## START Material for this task

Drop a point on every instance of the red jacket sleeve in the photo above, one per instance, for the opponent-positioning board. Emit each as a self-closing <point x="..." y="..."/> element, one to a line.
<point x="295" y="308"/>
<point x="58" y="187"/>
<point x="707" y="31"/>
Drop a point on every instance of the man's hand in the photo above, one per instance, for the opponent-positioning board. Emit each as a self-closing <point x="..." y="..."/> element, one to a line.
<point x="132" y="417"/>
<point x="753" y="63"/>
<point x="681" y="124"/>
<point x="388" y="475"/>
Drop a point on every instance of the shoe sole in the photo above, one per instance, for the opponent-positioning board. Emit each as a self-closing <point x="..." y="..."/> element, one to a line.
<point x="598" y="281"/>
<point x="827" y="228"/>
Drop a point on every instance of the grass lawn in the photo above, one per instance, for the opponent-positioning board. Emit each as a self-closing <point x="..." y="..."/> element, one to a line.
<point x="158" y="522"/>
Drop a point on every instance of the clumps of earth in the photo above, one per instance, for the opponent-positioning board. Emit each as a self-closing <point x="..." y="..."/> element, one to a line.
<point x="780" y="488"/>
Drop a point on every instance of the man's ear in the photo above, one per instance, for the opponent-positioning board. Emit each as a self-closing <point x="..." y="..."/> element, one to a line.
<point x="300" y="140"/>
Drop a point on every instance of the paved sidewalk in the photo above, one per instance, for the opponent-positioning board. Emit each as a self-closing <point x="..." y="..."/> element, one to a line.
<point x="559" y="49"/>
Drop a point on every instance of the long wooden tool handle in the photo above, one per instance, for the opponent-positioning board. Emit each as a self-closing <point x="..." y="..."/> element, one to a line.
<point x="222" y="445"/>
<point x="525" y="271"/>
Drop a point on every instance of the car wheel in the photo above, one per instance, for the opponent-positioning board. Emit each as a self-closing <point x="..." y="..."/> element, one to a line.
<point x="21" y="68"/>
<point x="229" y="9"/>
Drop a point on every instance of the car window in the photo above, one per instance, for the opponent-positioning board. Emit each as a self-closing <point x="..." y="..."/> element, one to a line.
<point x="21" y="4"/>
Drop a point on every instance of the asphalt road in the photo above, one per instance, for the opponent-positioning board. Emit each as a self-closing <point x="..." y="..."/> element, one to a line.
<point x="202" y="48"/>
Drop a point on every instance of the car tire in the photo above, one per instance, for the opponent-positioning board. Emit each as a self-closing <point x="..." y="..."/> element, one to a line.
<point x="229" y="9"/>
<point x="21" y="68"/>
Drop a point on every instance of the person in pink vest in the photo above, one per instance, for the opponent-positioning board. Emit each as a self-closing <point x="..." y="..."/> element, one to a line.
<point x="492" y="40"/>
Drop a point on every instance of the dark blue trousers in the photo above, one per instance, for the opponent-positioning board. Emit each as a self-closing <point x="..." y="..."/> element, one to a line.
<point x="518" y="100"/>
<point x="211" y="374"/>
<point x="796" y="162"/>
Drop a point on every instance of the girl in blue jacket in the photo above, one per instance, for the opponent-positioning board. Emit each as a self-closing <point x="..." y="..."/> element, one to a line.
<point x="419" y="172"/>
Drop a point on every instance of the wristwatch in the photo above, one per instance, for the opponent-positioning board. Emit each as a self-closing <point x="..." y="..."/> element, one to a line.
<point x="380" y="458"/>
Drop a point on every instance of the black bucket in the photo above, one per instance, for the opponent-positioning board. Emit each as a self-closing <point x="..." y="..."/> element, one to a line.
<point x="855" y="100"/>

## END Material for this task

Copy all the lines, exactly.

▶ _Response to this task_
Drop a point on every instance of the red jacket sleeve in the photo above, one per instance, for the opponent-positioning board. Emit each as a self-closing <point x="..." y="..."/> element, one to a line.
<point x="295" y="308"/>
<point x="58" y="187"/>
<point x="707" y="31"/>
Drop a point on every instance of the man's hand in the photo above, one per instance, for the opponent-positioning board. Emit each as a self-closing <point x="..." y="..."/> element, one to a line.
<point x="132" y="417"/>
<point x="753" y="63"/>
<point x="681" y="124"/>
<point x="388" y="475"/>
Drop a point on every instance of the shoe sole in the photo above, one per instance, for the opponent-positioning board. Emit each as a self-closing <point x="..." y="..."/> element, one to a line.
<point x="598" y="281"/>
<point x="827" y="228"/>
Drop a point on every instance of the grass lawn in the photo above, one per instance, for the opponent-positioning board. Emit each as a self-closing <point x="..." y="..."/> element, one to a line.
<point x="158" y="522"/>
Drop a point on every instance of the clumps of earth in the photo above, one per instance, for the opponent-positioning board. Emit each as a self-closing <point x="..." y="..."/> element, one to a line.
<point x="780" y="488"/>
Drop a point on every instance of the man's ear in the photo above, one per instance, for the opponent-positioning board. Emit each as a self-closing <point x="..." y="..."/> element, one to a line.
<point x="300" y="140"/>
Drop a point on every instance of the paved sidewalk in the photo above, one per instance, for the opponent-positioning board. Emit each as a self-closing <point x="..." y="..."/> element, one to a line.
<point x="559" y="49"/>
Drop a point on every instance of the long wooden tool handle in the photo above, one per instance, for the opponent-positioning board. Emit each as a self-closing <point x="..." y="..."/> element, one to a line.
<point x="222" y="445"/>
<point x="525" y="271"/>
Drop a point on every instance of the car wheel in the photo above, one per instance, for the opponent-positioning board. Emit each as a self-closing <point x="..." y="..."/> element, one to a line.
<point x="21" y="68"/>
<point x="229" y="9"/>
Drop a point on every instance of the car window in the photo above, one per instance, for the opponent-positioning board. Emit each as a self-closing <point x="..." y="..."/> element, one to a line.
<point x="21" y="4"/>
Drop a point on every instance of the asphalt road in the photo above, one per instance, for the opponent-positioning board. Emit each as a self-closing <point x="..." y="..."/> element, one to a line.
<point x="202" y="48"/>
Drop a point on every instance of the car tire in the photo above, one per instance, for the opponent-positioning board. Emit each as a self-closing <point x="..." y="..."/> element, one to a line.
<point x="229" y="9"/>
<point x="21" y="68"/>
Drop a point on every instance of the person in pink vest in the photo above, one per instance, for the opponent-positioning board. Emit each as a self-closing <point x="..." y="..."/> element, one to a line.
<point x="492" y="40"/>
Drop a point on every instance of the dark blue trousers in the photo above, one per instance, for the opponent-positioning board. Emit each as a self-closing <point x="..." y="..."/> element, one to a line.
<point x="518" y="100"/>
<point x="211" y="374"/>
<point x="796" y="162"/>
Drop a point on every instance of the girl in blue jacket in the photo above, one per instance, for the opponent-positioning board. Emit each as a self-closing <point x="..." y="..."/> element, one to a line.
<point x="419" y="172"/>
Drop a point on every instance of the wristwatch in the photo above, one per instance, for the opponent-positioning board. Emit each as a self-closing <point x="..." y="..."/> element, one to a line.
<point x="380" y="458"/>
Drop a point on every instance of the black bucket in the photo above, one per instance, for the opponent-positioning board. Emit each as a self-closing <point x="..." y="..."/> element, one to a line.
<point x="855" y="100"/>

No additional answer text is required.